_Challenge_
Everything in the listing should be restated word for word.

[Detection examples]

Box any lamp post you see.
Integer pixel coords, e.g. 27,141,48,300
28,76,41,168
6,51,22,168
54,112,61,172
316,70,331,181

_Complete output_
Box any lamp post you see.
Integer pixel coords, e.g. 27,141,48,300
28,76,41,168
6,51,22,168
54,112,61,172
316,70,331,181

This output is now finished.